(YOUR OBJECTIVE):
Write out the data word for word, taking care that no picture is carried over.

(SUPPLIED RECORDS):
···

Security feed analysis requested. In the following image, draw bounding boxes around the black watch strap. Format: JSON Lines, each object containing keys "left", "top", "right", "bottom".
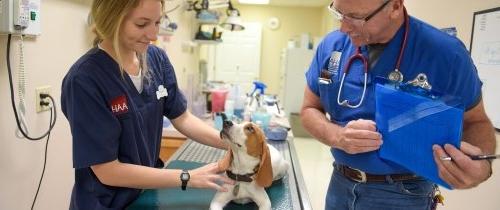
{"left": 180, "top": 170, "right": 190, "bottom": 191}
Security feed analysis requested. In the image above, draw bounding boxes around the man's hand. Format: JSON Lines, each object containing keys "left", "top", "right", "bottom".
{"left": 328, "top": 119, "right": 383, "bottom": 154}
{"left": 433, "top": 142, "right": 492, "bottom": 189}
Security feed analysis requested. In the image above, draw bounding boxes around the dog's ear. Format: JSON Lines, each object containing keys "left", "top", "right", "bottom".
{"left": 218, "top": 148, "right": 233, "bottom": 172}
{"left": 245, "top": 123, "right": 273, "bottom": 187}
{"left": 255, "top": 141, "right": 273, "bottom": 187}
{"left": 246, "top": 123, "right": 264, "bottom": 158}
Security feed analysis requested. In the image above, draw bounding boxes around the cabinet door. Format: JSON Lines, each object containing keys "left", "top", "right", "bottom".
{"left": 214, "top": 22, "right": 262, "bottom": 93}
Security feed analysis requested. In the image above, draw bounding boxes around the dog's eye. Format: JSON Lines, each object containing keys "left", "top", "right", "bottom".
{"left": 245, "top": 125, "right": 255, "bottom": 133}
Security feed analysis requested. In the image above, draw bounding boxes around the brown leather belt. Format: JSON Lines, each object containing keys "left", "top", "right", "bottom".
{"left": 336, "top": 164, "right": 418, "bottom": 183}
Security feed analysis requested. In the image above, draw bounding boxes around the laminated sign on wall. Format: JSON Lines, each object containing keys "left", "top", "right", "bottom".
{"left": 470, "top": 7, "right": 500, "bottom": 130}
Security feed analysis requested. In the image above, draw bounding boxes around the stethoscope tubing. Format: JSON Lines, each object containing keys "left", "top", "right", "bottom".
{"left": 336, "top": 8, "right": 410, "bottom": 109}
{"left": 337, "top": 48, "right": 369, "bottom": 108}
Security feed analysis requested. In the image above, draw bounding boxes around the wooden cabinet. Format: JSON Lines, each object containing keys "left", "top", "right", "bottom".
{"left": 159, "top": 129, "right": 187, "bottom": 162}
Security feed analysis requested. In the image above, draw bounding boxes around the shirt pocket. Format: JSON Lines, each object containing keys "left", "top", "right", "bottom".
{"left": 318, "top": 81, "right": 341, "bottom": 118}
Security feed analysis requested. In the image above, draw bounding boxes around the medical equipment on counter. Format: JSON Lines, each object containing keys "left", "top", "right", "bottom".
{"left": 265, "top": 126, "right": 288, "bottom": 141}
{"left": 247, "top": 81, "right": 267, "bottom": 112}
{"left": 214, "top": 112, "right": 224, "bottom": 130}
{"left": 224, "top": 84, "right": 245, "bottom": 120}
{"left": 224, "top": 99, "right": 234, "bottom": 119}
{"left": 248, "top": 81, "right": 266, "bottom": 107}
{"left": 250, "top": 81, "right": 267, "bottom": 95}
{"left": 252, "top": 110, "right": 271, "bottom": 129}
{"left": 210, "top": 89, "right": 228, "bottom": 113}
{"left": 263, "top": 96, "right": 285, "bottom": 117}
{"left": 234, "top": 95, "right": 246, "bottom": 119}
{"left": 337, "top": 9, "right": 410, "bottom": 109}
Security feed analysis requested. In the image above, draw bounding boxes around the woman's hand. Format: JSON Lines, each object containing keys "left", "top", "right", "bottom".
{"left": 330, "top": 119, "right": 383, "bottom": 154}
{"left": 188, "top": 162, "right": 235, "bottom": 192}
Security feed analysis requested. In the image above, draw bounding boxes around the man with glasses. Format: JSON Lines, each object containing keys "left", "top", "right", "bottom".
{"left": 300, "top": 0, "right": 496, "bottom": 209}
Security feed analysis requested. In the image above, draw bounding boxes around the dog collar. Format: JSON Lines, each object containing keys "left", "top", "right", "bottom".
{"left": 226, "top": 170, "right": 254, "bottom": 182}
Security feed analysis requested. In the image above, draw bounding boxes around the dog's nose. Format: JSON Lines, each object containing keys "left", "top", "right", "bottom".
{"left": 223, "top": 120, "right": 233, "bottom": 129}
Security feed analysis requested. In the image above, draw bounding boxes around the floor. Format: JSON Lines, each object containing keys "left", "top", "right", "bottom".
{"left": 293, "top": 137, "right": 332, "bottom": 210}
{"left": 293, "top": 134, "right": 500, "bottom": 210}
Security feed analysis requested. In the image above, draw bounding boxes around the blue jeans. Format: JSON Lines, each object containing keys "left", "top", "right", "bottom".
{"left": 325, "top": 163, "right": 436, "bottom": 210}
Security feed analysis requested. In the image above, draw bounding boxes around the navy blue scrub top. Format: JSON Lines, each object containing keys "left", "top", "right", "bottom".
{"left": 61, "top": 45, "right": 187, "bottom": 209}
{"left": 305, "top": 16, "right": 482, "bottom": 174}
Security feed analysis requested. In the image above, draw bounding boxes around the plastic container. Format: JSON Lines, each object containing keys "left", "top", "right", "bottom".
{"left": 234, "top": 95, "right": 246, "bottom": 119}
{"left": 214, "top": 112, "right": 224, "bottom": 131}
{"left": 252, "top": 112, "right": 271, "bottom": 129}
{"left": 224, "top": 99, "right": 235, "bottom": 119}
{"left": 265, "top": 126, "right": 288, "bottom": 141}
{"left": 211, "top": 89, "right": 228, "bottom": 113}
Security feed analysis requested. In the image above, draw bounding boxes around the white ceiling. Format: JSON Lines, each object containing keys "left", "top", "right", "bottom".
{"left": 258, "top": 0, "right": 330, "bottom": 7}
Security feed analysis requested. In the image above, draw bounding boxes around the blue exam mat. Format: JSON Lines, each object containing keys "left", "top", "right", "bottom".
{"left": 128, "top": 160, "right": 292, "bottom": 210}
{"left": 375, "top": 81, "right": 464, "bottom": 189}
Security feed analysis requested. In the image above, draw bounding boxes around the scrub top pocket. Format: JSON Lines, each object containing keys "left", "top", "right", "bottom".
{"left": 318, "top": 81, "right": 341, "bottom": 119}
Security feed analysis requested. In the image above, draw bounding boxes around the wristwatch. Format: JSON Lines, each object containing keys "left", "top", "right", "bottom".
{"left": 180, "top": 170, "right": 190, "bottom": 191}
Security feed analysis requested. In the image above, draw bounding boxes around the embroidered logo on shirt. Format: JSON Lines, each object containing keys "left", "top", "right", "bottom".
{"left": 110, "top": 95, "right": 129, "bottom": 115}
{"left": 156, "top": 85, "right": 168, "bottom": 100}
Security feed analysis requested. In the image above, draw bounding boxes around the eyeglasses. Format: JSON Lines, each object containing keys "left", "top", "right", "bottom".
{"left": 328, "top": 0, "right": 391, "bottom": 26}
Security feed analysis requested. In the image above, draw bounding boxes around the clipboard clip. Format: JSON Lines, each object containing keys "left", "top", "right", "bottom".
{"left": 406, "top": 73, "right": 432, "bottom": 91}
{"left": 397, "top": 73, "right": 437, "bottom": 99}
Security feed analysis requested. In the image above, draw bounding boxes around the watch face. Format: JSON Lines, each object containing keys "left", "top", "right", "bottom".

···

(RESPONSE AREA):
Security feed analysis requested. In the following image, draw bounding boxes around the black watch strap. Format: JSON Lines, each object containing keys "left", "top", "right", "bottom".
{"left": 180, "top": 170, "right": 190, "bottom": 191}
Security feed analysis requested. In the image above, draw bounding boxes around the man's hand. Format: JSON Lines, each object containing keys "left", "top", "right", "bottom".
{"left": 328, "top": 119, "right": 383, "bottom": 154}
{"left": 433, "top": 142, "right": 492, "bottom": 189}
Security feed analysis requested. In the image above, draw bounding boxes around the dog's ear. Format: JSON Lines, each object containing keys "left", "top", "right", "bottom".
{"left": 218, "top": 148, "right": 233, "bottom": 172}
{"left": 245, "top": 123, "right": 273, "bottom": 187}
{"left": 255, "top": 141, "right": 273, "bottom": 187}
{"left": 246, "top": 123, "right": 264, "bottom": 158}
Security feed analysis requested. In the image above, draw bounding boxes around the cabinet door. Format: JSON Lines, each object containing keys "left", "top", "right", "bottom".
{"left": 214, "top": 22, "right": 262, "bottom": 93}
Security feed analysis requested. In the image above, draw bounding boxes around the dog's eye. Format: JSON Lines, each object containing keys "left", "top", "right", "bottom".
{"left": 245, "top": 125, "right": 255, "bottom": 133}
Security feed analysis requested. In the image above, draw bounding boxes around the brown leather belt. Format: JSON Lines, each object containing keys "left", "top", "right", "bottom".
{"left": 336, "top": 164, "right": 418, "bottom": 183}
Security feed analysis requested. In the image above, draw bounding boxes around the laminated sign on wall. Format: JSON Lines, each object containing keys "left", "top", "right", "bottom".
{"left": 470, "top": 7, "right": 500, "bottom": 130}
Security feed analysis requested. In the image above, draw bounding boxes around the stethoscope tubing. Format: JSON Lines, each object containing keys "left", "top", "right", "bottom".
{"left": 336, "top": 8, "right": 410, "bottom": 109}
{"left": 337, "top": 48, "right": 369, "bottom": 108}
Security feed analysis requested. In the image above, draw bounding boxes around the wooden cabinet. Format: JSON Lines, each object containing keys "left", "top", "right", "bottom".
{"left": 159, "top": 129, "right": 187, "bottom": 162}
Security feed analysis requested. In the image above, draw bounding boxes around the shirt pocket. Format: JSON Lines, each object containing keys "left", "top", "right", "bottom".
{"left": 318, "top": 81, "right": 341, "bottom": 118}
Security feed analysis requested. In the image above, draw bounding boxes around the medical equipment on counter. Format: JSON Lines, each object containing keys "left", "top", "right", "bottom".
{"left": 265, "top": 126, "right": 288, "bottom": 141}
{"left": 247, "top": 81, "right": 267, "bottom": 112}
{"left": 214, "top": 112, "right": 224, "bottom": 130}
{"left": 224, "top": 84, "right": 245, "bottom": 120}
{"left": 224, "top": 99, "right": 234, "bottom": 119}
{"left": 248, "top": 81, "right": 266, "bottom": 107}
{"left": 250, "top": 81, "right": 267, "bottom": 95}
{"left": 252, "top": 110, "right": 271, "bottom": 129}
{"left": 210, "top": 89, "right": 228, "bottom": 113}
{"left": 263, "top": 96, "right": 285, "bottom": 117}
{"left": 234, "top": 95, "right": 246, "bottom": 119}
{"left": 337, "top": 9, "right": 410, "bottom": 109}
Security feed analysis requested. In the image above, draw bounding boxes around the woman's hand. Format: JSON Lines, each object containing keys "left", "top", "right", "bottom".
{"left": 330, "top": 119, "right": 383, "bottom": 154}
{"left": 188, "top": 162, "right": 235, "bottom": 192}
Security feed analysis requested. In the image above, draw bounding boxes around the man with glasses. Format: JSON Lines, each object containing keys "left", "top", "right", "bottom".
{"left": 300, "top": 0, "right": 496, "bottom": 209}
Security feed analysis requested. In the image above, draw bounding boxes around the dog collar. Format: JSON Lines, each object containing keys "left", "top", "right", "bottom".
{"left": 226, "top": 170, "right": 254, "bottom": 182}
Security feed analysis requested. In the image above, draw bounding boxes around the dog's nose. Format: JSON Lines, each object containing keys "left", "top", "right", "bottom".
{"left": 223, "top": 120, "right": 233, "bottom": 129}
Security feed analysis requested. In the image above, draw bounding boxes around the floor. Format: JSON Lines, each object containing keys "left", "top", "right", "bottom".
{"left": 293, "top": 137, "right": 332, "bottom": 210}
{"left": 293, "top": 134, "right": 500, "bottom": 210}
Security feed analysis requested. In the image above, draw bounding boxes around the blue jeans. Format: JSON Lines, each object containing keys "left", "top", "right", "bottom".
{"left": 325, "top": 163, "right": 436, "bottom": 210}
Security feed analysis requested. In the image above, draw bounding boxes around the navy blue scrub top. Format: JSON Lines, each object containing keys "left", "top", "right", "bottom".
{"left": 61, "top": 45, "right": 187, "bottom": 209}
{"left": 305, "top": 16, "right": 482, "bottom": 174}
Security feed analysis requested. In the image above, draw bounding boxes around the plastic container. Format: JSON Lines, each object containing keys "left", "top", "right", "bottom".
{"left": 234, "top": 95, "right": 246, "bottom": 119}
{"left": 214, "top": 112, "right": 224, "bottom": 131}
{"left": 252, "top": 112, "right": 271, "bottom": 129}
{"left": 224, "top": 99, "right": 235, "bottom": 119}
{"left": 265, "top": 126, "right": 288, "bottom": 141}
{"left": 211, "top": 89, "right": 228, "bottom": 113}
Security feed analysis requested. In the image above, draw bounding boxes around the white ceiling. Format: JSON Lines, each object containing keys "left", "top", "right", "bottom".
{"left": 258, "top": 0, "right": 330, "bottom": 7}
Security feed analysis requested. In the image above, draw bounding boxes around the blue exam mat. Format: JSON Lines, each object containing keys "left", "top", "right", "bottom".
{"left": 128, "top": 160, "right": 292, "bottom": 210}
{"left": 375, "top": 81, "right": 464, "bottom": 189}
Security feed analysis requested. In the image above, draw bounding boxes around the scrub top pocket. Format: JSON Lines, each object containing keys "left", "top", "right", "bottom".
{"left": 318, "top": 81, "right": 341, "bottom": 119}
Security feed analysis requested. In the image above, draw bounding boxes around the wristwatch. Format: JSON Lines, each object containing keys "left", "top", "right", "bottom".
{"left": 180, "top": 170, "right": 190, "bottom": 191}
Security feed analysis requested. In the image above, draw bounding boxes around the embroidered logo on shirt. Format: JSON Lines, each object containing keys "left", "top", "right", "bottom".
{"left": 110, "top": 95, "right": 129, "bottom": 115}
{"left": 156, "top": 85, "right": 168, "bottom": 100}
Security feed analysis requested. In the image above, draw bounding boxes around the eyeglasses. Format: JSON Lines, each object containing keys "left", "top", "right", "bottom".
{"left": 328, "top": 0, "right": 391, "bottom": 26}
Security feed analysis requested. In the image above, draw bounding boxes around the clipboard clip. Format: JSON Lines, each object containing keys "left", "top", "right", "bottom".
{"left": 406, "top": 73, "right": 432, "bottom": 91}
{"left": 397, "top": 73, "right": 437, "bottom": 99}
Security feed analysis requested. In the image above, draw bounding boxes around the watch face. Format: JSON Lines, each object containing keys "left", "top", "right", "bottom".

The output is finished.